*Rows*:
%%
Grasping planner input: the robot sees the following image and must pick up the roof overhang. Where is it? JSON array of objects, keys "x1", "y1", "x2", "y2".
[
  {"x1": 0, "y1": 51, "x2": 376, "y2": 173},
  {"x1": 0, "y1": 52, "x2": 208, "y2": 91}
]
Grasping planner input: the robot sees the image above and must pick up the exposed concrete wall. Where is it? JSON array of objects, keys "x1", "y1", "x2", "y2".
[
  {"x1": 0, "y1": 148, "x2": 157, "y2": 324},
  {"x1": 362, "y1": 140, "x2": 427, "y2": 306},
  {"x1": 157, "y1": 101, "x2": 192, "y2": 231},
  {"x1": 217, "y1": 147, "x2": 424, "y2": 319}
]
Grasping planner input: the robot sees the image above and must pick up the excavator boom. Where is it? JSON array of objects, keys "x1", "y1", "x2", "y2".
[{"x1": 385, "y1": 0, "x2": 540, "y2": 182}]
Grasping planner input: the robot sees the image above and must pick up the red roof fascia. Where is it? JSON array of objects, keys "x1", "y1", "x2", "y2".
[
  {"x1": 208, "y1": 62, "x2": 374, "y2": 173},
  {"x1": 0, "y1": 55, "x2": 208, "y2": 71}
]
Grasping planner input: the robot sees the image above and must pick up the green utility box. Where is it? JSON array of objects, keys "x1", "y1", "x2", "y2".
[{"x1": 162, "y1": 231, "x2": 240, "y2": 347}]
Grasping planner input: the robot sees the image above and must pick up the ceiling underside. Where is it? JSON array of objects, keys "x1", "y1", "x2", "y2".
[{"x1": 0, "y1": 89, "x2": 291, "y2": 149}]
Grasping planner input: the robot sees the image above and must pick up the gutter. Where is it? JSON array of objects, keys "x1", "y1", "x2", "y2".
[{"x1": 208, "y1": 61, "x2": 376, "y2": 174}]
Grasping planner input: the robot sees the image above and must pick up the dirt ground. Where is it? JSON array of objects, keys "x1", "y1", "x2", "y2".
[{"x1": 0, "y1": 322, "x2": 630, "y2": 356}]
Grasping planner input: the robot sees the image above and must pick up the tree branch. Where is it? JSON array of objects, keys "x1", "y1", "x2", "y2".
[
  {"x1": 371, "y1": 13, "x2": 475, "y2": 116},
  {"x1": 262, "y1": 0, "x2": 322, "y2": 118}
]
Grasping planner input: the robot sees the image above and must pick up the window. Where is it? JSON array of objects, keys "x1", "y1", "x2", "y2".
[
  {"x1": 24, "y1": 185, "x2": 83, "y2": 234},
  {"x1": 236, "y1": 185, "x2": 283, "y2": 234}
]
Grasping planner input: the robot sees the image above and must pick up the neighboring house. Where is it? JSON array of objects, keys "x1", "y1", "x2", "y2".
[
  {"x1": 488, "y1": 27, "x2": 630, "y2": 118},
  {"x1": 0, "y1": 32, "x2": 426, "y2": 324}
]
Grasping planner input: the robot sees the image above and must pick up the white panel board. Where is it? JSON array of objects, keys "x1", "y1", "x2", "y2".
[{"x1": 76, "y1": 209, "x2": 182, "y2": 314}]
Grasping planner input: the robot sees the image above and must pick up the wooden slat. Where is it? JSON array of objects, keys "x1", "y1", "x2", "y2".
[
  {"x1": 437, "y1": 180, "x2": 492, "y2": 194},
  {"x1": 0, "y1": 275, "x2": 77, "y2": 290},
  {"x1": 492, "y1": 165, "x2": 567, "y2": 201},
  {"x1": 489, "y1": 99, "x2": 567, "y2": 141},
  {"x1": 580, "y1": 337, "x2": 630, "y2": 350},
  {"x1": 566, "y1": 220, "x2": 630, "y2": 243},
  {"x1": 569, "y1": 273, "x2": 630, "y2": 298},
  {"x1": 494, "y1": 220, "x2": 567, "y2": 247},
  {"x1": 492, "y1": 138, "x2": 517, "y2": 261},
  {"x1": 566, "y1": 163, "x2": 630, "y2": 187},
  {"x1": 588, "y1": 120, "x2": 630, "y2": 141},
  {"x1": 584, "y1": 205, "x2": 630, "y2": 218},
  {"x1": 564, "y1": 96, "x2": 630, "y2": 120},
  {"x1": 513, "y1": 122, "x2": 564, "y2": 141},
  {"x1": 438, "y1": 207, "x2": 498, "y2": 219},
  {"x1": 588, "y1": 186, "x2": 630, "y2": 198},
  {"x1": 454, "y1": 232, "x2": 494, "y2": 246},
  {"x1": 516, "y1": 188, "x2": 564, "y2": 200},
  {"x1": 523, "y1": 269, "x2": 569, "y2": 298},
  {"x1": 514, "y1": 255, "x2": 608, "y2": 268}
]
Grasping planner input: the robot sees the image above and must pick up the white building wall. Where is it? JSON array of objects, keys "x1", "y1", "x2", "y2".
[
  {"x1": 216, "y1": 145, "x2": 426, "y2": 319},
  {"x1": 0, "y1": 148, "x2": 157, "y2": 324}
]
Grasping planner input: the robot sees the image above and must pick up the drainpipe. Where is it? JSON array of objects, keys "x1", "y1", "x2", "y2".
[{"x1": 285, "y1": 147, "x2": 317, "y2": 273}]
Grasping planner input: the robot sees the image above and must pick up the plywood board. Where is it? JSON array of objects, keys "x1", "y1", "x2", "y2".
%%
Each entry is to be returned in full, character for character.

Grasping planner input: the robot sees the following image and must pick up the roof overhang. Where is it? JSON array of objects, keys "x1", "y1", "x2", "y2".
[
  {"x1": 0, "y1": 51, "x2": 376, "y2": 173},
  {"x1": 0, "y1": 52, "x2": 208, "y2": 91}
]
Grasping planner input: the robot sees the image above and must pick up the exposed concrete wall. Where is it? JSON array of objects, keys "x1", "y1", "x2", "y2".
[
  {"x1": 0, "y1": 148, "x2": 157, "y2": 324},
  {"x1": 362, "y1": 140, "x2": 427, "y2": 306},
  {"x1": 157, "y1": 101, "x2": 192, "y2": 231},
  {"x1": 217, "y1": 147, "x2": 424, "y2": 319}
]
Grasping planner input: the robot sees the image above and must pick up the excavator boom. Where is it? JSON array of objects, keys "x1", "y1", "x2", "y2".
[{"x1": 385, "y1": 0, "x2": 540, "y2": 182}]
Grasping planner input: the robot sees the image above and must pick up the red roof fascia. Where is it? JSON array of objects, keys "x1", "y1", "x2", "y2".
[
  {"x1": 208, "y1": 62, "x2": 374, "y2": 173},
  {"x1": 0, "y1": 55, "x2": 208, "y2": 71}
]
Grasping planner input: the robot sees the image above and must pick up the green utility box. Where is it? JSON array of objects, keys "x1", "y1", "x2", "y2".
[{"x1": 162, "y1": 231, "x2": 240, "y2": 347}]
Grasping planner input: the robot sees the image above and must pick up the ceiling underside. Where is it? JSON array of objects, keys "x1", "y1", "x2", "y2".
[{"x1": 0, "y1": 89, "x2": 291, "y2": 149}]
Grasping planner input: the robot sees the image above and must pick up the gutter. Where is it? JSON array of objects, keys "x1", "y1", "x2", "y2".
[{"x1": 208, "y1": 61, "x2": 376, "y2": 174}]
Grasping planner input: the robot sees the image above and must pick up the dirt ground. Where is it? JSON array of objects, keys "x1", "y1", "x2", "y2".
[{"x1": 0, "y1": 322, "x2": 630, "y2": 356}]
Grasping planner input: the robot sees the image above and must pick up the tree branch. Where is it? JSON array of objects, keys "x1", "y1", "x2", "y2".
[
  {"x1": 371, "y1": 13, "x2": 475, "y2": 116},
  {"x1": 262, "y1": 0, "x2": 322, "y2": 118}
]
Grasping planner input: the robot sees the image above and must pick up the window. Where is it? JSON array of objects, keys "x1", "y1", "x2", "y2".
[
  {"x1": 24, "y1": 185, "x2": 83, "y2": 234},
  {"x1": 236, "y1": 185, "x2": 283, "y2": 234}
]
Grasping planner input: the robot sees the image above and must pick up the neighboring house. Where is it? JSON array of objects, keys "x1", "y1", "x2", "y2".
[
  {"x1": 488, "y1": 27, "x2": 630, "y2": 118},
  {"x1": 0, "y1": 32, "x2": 426, "y2": 324}
]
Grasping planner input: the robot sees the image above and must pick up the white panel board. Where is it? JSON array of objects, keys "x1", "y1", "x2", "y2".
[{"x1": 76, "y1": 209, "x2": 182, "y2": 314}]
Grasping planner input: the robot sees the image above and must pick up the wooden slat. Where is it? JSON array of objects, keys "x1", "y1", "x2", "y2".
[
  {"x1": 437, "y1": 180, "x2": 492, "y2": 194},
  {"x1": 0, "y1": 275, "x2": 77, "y2": 290},
  {"x1": 492, "y1": 165, "x2": 567, "y2": 201},
  {"x1": 489, "y1": 99, "x2": 567, "y2": 141},
  {"x1": 580, "y1": 337, "x2": 630, "y2": 350},
  {"x1": 566, "y1": 220, "x2": 630, "y2": 243},
  {"x1": 569, "y1": 273, "x2": 630, "y2": 298},
  {"x1": 494, "y1": 220, "x2": 567, "y2": 247},
  {"x1": 492, "y1": 138, "x2": 517, "y2": 261},
  {"x1": 566, "y1": 163, "x2": 630, "y2": 187},
  {"x1": 588, "y1": 120, "x2": 630, "y2": 141},
  {"x1": 584, "y1": 205, "x2": 630, "y2": 218},
  {"x1": 564, "y1": 96, "x2": 630, "y2": 120},
  {"x1": 513, "y1": 122, "x2": 564, "y2": 141},
  {"x1": 438, "y1": 207, "x2": 498, "y2": 219},
  {"x1": 588, "y1": 186, "x2": 630, "y2": 198},
  {"x1": 454, "y1": 232, "x2": 494, "y2": 246},
  {"x1": 516, "y1": 188, "x2": 564, "y2": 200},
  {"x1": 523, "y1": 269, "x2": 569, "y2": 298},
  {"x1": 514, "y1": 255, "x2": 608, "y2": 268}
]
Grasping planner input: the robot sees the image above and must pick up the white building wall. Where is it? JSON array of objects, keys "x1", "y1", "x2", "y2".
[
  {"x1": 216, "y1": 145, "x2": 426, "y2": 319},
  {"x1": 0, "y1": 148, "x2": 157, "y2": 324}
]
Grasping planner input: the robot sees the image above and must pick up the drainpipe. Where is it? JSON array of objects, keys "x1", "y1", "x2", "y2".
[{"x1": 285, "y1": 147, "x2": 317, "y2": 273}]
Grasping planner input: the robot sees the image above and must pick up the plywood board. Where is it? JSON array of objects, keys "x1", "y1", "x2", "y2".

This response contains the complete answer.